### 풀어 볼 문제
아래 항목의 첫 줄부터 "[148,0,152,13]"가 들어 있는 줄까지, 양 끝 줄을 모두 포함해 한 글자도 바꾸지 말고 그대로 옮겨 적으세요.

======

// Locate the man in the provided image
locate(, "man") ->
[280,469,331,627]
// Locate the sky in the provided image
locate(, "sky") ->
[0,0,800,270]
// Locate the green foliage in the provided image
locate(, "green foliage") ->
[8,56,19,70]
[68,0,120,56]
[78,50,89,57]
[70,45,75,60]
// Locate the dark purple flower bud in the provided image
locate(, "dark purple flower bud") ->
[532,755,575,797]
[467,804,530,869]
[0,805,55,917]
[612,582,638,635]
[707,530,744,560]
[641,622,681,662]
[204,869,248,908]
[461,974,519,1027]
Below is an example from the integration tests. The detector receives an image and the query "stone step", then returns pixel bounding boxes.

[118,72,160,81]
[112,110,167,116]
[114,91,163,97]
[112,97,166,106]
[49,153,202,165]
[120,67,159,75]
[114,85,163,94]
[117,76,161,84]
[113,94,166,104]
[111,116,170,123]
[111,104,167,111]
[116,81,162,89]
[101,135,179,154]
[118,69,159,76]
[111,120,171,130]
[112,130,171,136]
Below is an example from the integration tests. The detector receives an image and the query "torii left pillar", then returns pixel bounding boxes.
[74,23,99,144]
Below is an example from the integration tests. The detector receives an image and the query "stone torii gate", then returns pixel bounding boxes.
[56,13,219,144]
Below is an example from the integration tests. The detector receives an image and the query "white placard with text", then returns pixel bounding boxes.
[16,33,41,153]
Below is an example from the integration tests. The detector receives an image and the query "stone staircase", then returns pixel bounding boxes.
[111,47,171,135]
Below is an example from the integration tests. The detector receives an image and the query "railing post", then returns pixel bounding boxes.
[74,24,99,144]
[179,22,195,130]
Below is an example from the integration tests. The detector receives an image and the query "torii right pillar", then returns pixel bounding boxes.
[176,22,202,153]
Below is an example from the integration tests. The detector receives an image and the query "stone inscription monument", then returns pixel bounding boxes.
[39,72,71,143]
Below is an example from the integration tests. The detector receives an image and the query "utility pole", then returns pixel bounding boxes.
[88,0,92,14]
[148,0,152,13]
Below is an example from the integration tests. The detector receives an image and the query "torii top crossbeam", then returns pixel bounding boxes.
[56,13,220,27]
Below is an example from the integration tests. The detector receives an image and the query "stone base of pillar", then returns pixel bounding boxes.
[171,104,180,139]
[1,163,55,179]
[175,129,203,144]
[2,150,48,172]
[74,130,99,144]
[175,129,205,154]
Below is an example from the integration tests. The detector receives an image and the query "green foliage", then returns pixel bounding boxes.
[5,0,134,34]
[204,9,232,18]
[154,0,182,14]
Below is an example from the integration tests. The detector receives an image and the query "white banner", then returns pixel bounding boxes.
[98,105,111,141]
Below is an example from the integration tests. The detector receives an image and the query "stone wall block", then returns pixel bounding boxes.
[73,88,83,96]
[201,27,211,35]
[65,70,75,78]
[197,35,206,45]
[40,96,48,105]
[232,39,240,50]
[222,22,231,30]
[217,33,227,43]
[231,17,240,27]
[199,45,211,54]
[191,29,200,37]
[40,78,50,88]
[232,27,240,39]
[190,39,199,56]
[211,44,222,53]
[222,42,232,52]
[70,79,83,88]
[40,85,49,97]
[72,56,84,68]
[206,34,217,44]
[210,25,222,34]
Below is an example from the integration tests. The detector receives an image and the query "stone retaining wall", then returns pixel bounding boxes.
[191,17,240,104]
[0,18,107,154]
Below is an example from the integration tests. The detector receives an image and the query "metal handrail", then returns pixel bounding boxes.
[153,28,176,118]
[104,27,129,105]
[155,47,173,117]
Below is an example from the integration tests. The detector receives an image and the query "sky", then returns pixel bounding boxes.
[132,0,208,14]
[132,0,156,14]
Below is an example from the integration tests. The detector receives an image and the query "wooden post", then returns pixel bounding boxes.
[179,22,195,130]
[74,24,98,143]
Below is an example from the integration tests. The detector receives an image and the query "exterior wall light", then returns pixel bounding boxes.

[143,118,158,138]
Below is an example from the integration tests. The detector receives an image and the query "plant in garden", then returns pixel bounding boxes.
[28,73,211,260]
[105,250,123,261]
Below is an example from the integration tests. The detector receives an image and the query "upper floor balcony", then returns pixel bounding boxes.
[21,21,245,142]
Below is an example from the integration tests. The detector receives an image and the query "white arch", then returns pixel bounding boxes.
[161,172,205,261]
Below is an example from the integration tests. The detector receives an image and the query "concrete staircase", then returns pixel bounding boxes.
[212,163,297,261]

======

### 연습 문제 답안
// Locate the man in the provided image
locate(, "man") ->
[280,469,331,627]
// Locate the sky in the provided image
locate(, "sky") ->
[0,0,800,270]
// Locate the green foliage in the provided image
locate(, "green foliage") ->
[8,56,19,70]
[68,0,120,56]
[78,50,89,57]
[70,45,75,60]
// Locate the dark purple flower bud in the provided image
locate(, "dark purple flower bud") ->
[532,755,575,797]
[467,804,530,869]
[0,805,55,917]
[612,582,638,635]
[707,530,744,560]
[641,622,681,662]
[204,869,248,908]
[461,974,519,1027]
Below is an example from the integration tests. The detector receives an image and the query "stone step", then returns pixel bounding boxes.

[118,72,160,81]
[112,110,167,116]
[114,91,163,97]
[112,97,166,106]
[49,153,202,165]
[120,67,159,75]
[114,85,163,94]
[117,76,161,84]
[113,94,166,104]
[111,116,170,123]
[111,104,167,111]
[116,81,162,89]
[101,135,179,154]
[118,69,159,76]
[111,120,171,130]
[112,130,171,136]
Below is an example from the integration tests. The detector receives an image and the query "torii left pillar", then returns pixel bounding boxes.
[74,23,99,144]
Below is an example from the integration tests. The detector receives an image and the query "stone torii gate", then returns pixel bounding boxes.
[56,13,219,144]
Below is an example from the integration tests. The detector receives an image and the query "white placard with text", then returns pixel bounding boxes.
[16,33,41,153]
Below is an example from the integration tests. The detector receives an image and the query "stone staircase", then returns pixel bounding boxes.
[111,47,171,135]
Below is an example from the integration tests. The detector receives an image and the query "railing post", then returns pixel bounding boxes.
[74,24,99,144]
[179,22,195,130]
Below is an example from the integration tests. The detector receives an image and the query "torii right pillar", then returns pixel bounding boxes.
[176,22,202,153]
Below is an example from the integration tests. The detector receives an image and the query "stone inscription monument", then returns pixel bounding boxes.
[39,72,71,143]
Below is an example from the integration tests. The detector receives an image and the query "utility pole", then returns pixel bounding boxes.
[88,0,92,14]
[148,0,152,13]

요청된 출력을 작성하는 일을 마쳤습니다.